══ Brano ══
La Pasqua cade tra il 25 marzo e il 25 aprile, nella domenica successiva al plenilunio che segue l’equinozio di primavera, nel giorno in cui si compie il passaggio dalla stagione del riposo dei campi a quella della nuova semina. Quest'anno il 31 marzo. Viene festeggiata quasi in tutti i paesi, anche in Israele, dove resta legata all’Ebraismo. In quanto festa “cristiana”, giunge dopo i 40 giorni di quaresima, penitenza (almeno per i cattolici), per cui i piatti appaiono anche come una specie di trionfo. Non c'è festa senza banchetto, e in Italia siamo esperti di arte culinaria. Rinchiusi in casa, per molti la cucina è diventata un altare. Come per altre feste, alcune pietanze del periodo comunicano con il simbolismo delle tradizioni. Consideriamone alcune.
L’uovo di Pasqua
L’aforisma latino "Omne vivum ex ovo" (ogni essere vivente [proviene] dall’uovo [nel senso di «germe»]), dal 17° secolo cerca di spiegare che la vita non può avere origine dal nulla. Nel periodo pasquale siamo circondati da uova di cioccolato, di cartapesta, dipinte e decorate, al punto che per alcuni non è Pasqua senza l’uovo. Se quelle commerciali hanno un’origine recente, le uova colorate e decorate hanno radici antichissime nella tradizione pagana. Presso i greci, i cinesi e i persiani, l’uovo era anche il dono che veniva scambiato in occasione delle feste primaverili, quale simbolo della fertilità e del perenne ritorno della vita. Gli antichi romani come rito propiziatorio per un buon raccolto seppellivano un uovo dipinto di rosso nei campi. Con l’avvento del Cristianesimo, molti riti pagani vengono recepiti, inglobati e adattati alla fede. Ecco che in occasione della Pasqua cristiana compare l’uovo, quale dono augurale, che ancora una volta è simbolo di rinascita, ma questa volta non della natura bensì dell’uomo stesso, attraverso la resurrezione di Cristo: il guscio rappresenterebbe la tomba dalla quale Cristo uscì vivo.
La colomba pasquale
Sono diverse le leggende circa l'origine della colomba come dolce. La prima risale al Medioevo, quando Re Alboino calò in Italia per assalire Pavia. Dopo tre anni di assedio, riuscì ad entrare in città alla vigilia della Pasqua del 572, ricevendo in segno di sottomissione vari regali, tra cui un dolce a forma di colomba, quale tributo di pace. Questo dolce era così invitante che costrinse il sovrano alla promessa di pace. La seconda leggenda risale al XII sec. al tempo di Federico Barbarossa. Un condottiero, osservando due colombi posarsi sulle insegne lombarde, decise d’infondere ai suoi uomini il nobile spirito di quegli uccelli, facendo confezionare dei pani a forma di colomba. In realtà la colomba nasce ad inizio Novecento quando la Motta decide di confezionare nel periodo pasquale un prodotto simile al panettone: la colomba, un dolce con un impasto simile al panettone, ma arricchito di una copertura di amaretto. Nel cristianesimo la colomba richiama la persona dello “Spirito” sceso su Gesù al Giordano “come una colomba”, mentre nell’Antico Testamento è annunciatrice del ritiro delle acque del diluvio, portando a Noè un rametto d’ulivo.
═══
══ Dati raccolti ══
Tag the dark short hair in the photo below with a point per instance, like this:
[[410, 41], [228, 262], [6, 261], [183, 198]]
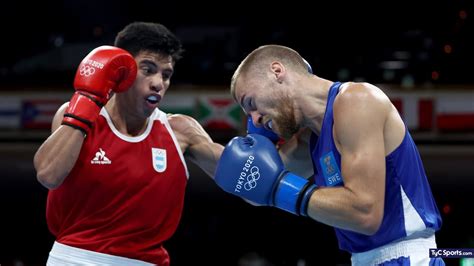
═══
Esercizio 1 ▸ Secondo il brano sulla Pasqua, che cosa seppellivano nei campi gli antichi romani come rito propiziatorio per un buon raccolto?
Esercizio 2 ▸ Prosegui il brano sulla Pasqua a partire dal punto in cui si ferma.

Risposta 1 ▸ Un uovo dipinto di rosso.

Risposta 2 ▸
La pastiera napoletana
Una leggenda narra che Partenope, la sirena simbolo della città di Napoli, dimorasse nel Golfo tra Posillipo e il Vesuvio, e che ogni primavera emergesse per salutare le genti che lo popolavano, allietandole con canti di gioia. Una volta la sua voce fu così soave che gli abitanti ne rimasero affascinati. Per ringraziarla del canto e delle parole d’amore loro dedicate, si incaricarono sette fanciulle di consegnarle i doni della natura: la farina, la ricotta, le uova, il grano tenero, l'acqua di fiori d'arancio, le spezie e lo zucchero. La sirena depose l’offerta di questi ingredienti ai piedi degli dei, i quali li trasformarono nella prima pastiera, che superava in dolcezza il canto della stessa sirena.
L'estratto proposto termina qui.